L'Ubikuità, la randomizzazione intensiva e più in generale l’ipotesi di una autonomia che rompa l'involucro che la tiene a freno e espandendosi fino ad annullare il diaframma tra inner space ed outer space, sono tutti segni non casuali della profonda esigenza di stringere patti più duraturi ed agganci più saldi con l'immaginario, con il flusso linfatico caldo e denso dello spurgo che altri chiamano "umanità".

Il recupero dell'effimero e quindi, perciò, dell'ESTETICO, comune tra l'altro alla più spiazzata pseudoavanguardia musicale, soccorre ed alimenta lo sforzo escrementizio che sostiene il discorso ubikuo per andare oltre il totalitarismo della ragione.

In questa prospettiva speculare l'Ubikuità, così come il buddismo (con mezzi e percorsi diversi, ovvio), assume il ruolo decisivo nel mondo moderno: il ruolo della negazione, del rifiuto: del linguaggio dei fatti, che il potere esibisce come unicum reale per lo status quo dei suoi lager.

Ubikuità significa dunque un VIOLENTO DISSENSO verso il pratico ed il politico. Non una realtà come rappresentazione, non la rappresentazione come realtà, ma l'Ubikuità come randomizzazione di una società asociale. Il ruolo dell’Ubikuità non è quello di trasformare l'immanenza e rovesciare quindi la realtà, immediatamente, Questo, semmai, è il compito del "lumpenariato". E tuttavia l’Ubikuità fiancheggia l'azione rivoluzionaria, tenendo viva, e nascostamente alimentando, la mentalità del dissenso.
++++++++++++++++++++
COMPLETA QUANTO SEGUE
A - Elenca tutto ciò che il primo paragrafo del brano sull'Ubikuità indica come "segni non casuali".
B - Nel brano sull'Ubikuità, riscrivi il testo da "Il recupero dell'effimero" a "totalitarismo della ragione.", sostituendo "effimero" con "transitorio".

DATI FORNITI
++++++++++++++++++++
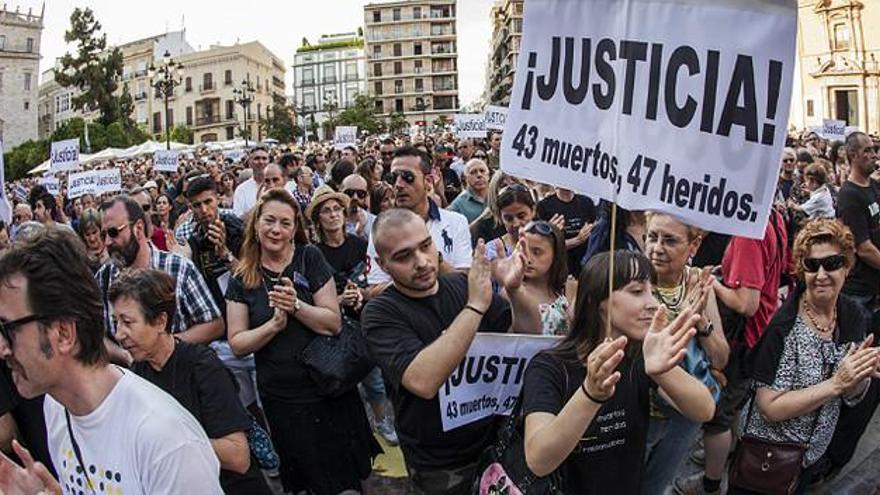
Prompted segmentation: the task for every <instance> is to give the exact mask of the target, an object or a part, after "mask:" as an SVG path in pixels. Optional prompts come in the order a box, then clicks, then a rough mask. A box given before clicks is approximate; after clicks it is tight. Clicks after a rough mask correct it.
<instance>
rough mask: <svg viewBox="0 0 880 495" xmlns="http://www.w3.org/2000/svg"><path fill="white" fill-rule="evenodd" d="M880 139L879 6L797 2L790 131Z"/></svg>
mask: <svg viewBox="0 0 880 495" xmlns="http://www.w3.org/2000/svg"><path fill="white" fill-rule="evenodd" d="M824 119H835V120H844V121H846V122H847V125H849V126H857V127H858V128H859V129H860V130H862V131H865V132H869V133H873V134H878V133H880V2H876V1H868V0H862V1H859V0H799V2H798V40H797V61H796V67H795V78H794V91H793V96H792V102H791V119H790V126H792V127H795V128H798V129H806V128H809V127H814V126H821V125H822V121H823V120H824Z"/></svg>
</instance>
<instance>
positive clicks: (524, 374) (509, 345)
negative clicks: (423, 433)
mask: <svg viewBox="0 0 880 495" xmlns="http://www.w3.org/2000/svg"><path fill="white" fill-rule="evenodd" d="M558 340H559V339H558V338H557V337H543V336H540V335H522V334H520V335H513V334H493V333H478V334H477V335H476V336H474V340H473V342H471V346H470V348H469V349H468V352H467V354H466V355H465V357H464V359H463V360H462V361H461V363H460V364H459V365H458V367H457V368H456V369H455V371H453V372H452V375H450V377H449V378H448V379H447V380H446V384H444V385H443V387H441V388H440V392H439V395H440V400H439V401H438V402H439V403H440V418H441V420H442V423H443V431H449V430H452V429H454V428H458V427H459V426H464V425H466V424H470V423H473V422H474V421H478V420H480V419H483V418H486V417H489V416H492V415H507V414H510V411H511V410H512V409H513V406H514V404H515V403H516V399H517V397H519V391H520V388H521V387H522V381H523V376H524V375H525V371H526V366H527V365H528V364H529V360H530V359H532V356H534V355H535V354H537V353H538V352H539V351H542V350H544V349H549V348H550V347H552V346H553V345H555V344H556V342H558Z"/></svg>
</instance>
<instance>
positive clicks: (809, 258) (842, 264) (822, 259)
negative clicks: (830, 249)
mask: <svg viewBox="0 0 880 495" xmlns="http://www.w3.org/2000/svg"><path fill="white" fill-rule="evenodd" d="M803 265H804V271H806V272H807V273H816V272H818V271H819V268H824V269H825V271H826V272H833V271H837V270H840V269H841V268H843V267H844V266H846V256H844V255H842V254H834V255H831V256H826V257H824V258H805V259H804V261H803Z"/></svg>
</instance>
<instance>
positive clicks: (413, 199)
mask: <svg viewBox="0 0 880 495" xmlns="http://www.w3.org/2000/svg"><path fill="white" fill-rule="evenodd" d="M431 173H432V163H431V159H430V158H429V157H428V155H426V154H425V153H423V152H421V151H419V150H418V149H416V148H413V147H409V146H406V147H403V148H400V149H398V150H397V151H395V152H394V159H393V161H392V163H391V173H390V174H389V175H390V178H391V179H392V180H391V186H392V187H393V188H394V206H395V207H397V208H403V209H406V210H410V211H412V212H413V213H415V214H416V215H418V216H419V217H421V218H422V219H423V220H424V221H425V223H426V224H427V226H428V231H429V232H430V233H431V237H432V238H433V239H434V244H435V245H436V246H437V249H438V250H439V252H440V255H441V256H442V259H443V261H444V265H445V266H446V267H452V268H453V269H455V270H462V271H466V270H467V269H468V268H470V266H471V258H472V255H473V248H472V247H471V232H470V229H469V227H468V222H467V219H466V218H465V217H464V215H461V214H459V213H455V212H453V211H448V210H444V209H441V208H440V207H439V206H438V205H437V203H435V202H434V201H433V200H431V199H430V198H429V197H428V184H429V181H431V180H432V175H431ZM371 237H372V236H371ZM367 254H368V256H370V259H371V260H373V259H375V258H376V256H377V255H376V247H375V245H374V242H373V239H372V238H371V239H370V245H369V247H368V250H367ZM390 282H391V278H390V277H389V276H388V274H387V273H385V272H384V271H383V270H382V267H381V266H379V265H378V264H376V263H373V264H372V266H371V268H370V273H369V274H368V276H367V283H368V284H369V285H370V287H369V289H368V290H367V297H368V298H370V297H374V296H376V295H378V294H379V293H381V292H382V291H383V290H384V289H385V287H387V286H388V284H389V283H390Z"/></svg>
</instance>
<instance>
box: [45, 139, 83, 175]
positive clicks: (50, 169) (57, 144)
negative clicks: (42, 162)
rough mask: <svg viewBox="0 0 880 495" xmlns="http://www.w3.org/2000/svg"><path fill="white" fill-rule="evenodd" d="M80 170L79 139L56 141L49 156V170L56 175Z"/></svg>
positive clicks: (53, 173) (54, 142)
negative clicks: (59, 173) (57, 173)
mask: <svg viewBox="0 0 880 495" xmlns="http://www.w3.org/2000/svg"><path fill="white" fill-rule="evenodd" d="M79 168H80V167H79V139H67V140H64V141H54V142H53V143H52V150H51V154H50V155H49V170H51V171H52V173H53V174H54V173H58V172H69V171H71V170H79Z"/></svg>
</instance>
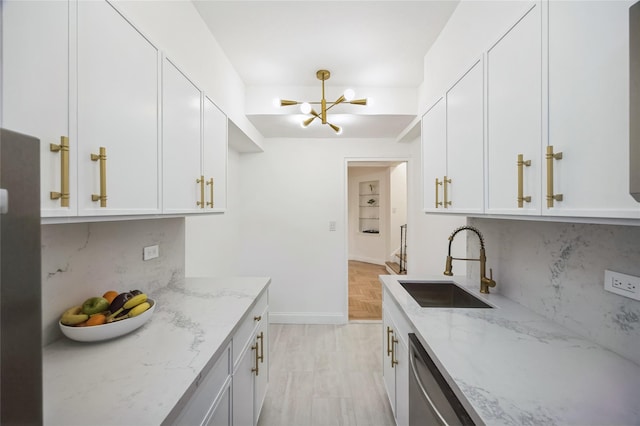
++++++++++++++++++++
SOLUZIONI DELL'ESERCIZIO
A -
- l'Ubikuità
- la randomizzazione intensiva
- l'ipotesi di una autonomia che rompa l'involucro che la tiene a freno e espandendosi fino ad annullare il diaframma tra inner space ed outer space

B -
Il recupero dell'transitorio e quindi, perciò, dell'ESTETICO, comune tra l'altro alla più spiazzata pseudoavanguardia musicale, soccorre ed alimenta lo sforzo escrementizio che sostiene il discorso ubikuo per andare oltre il totalitarismo della ragione.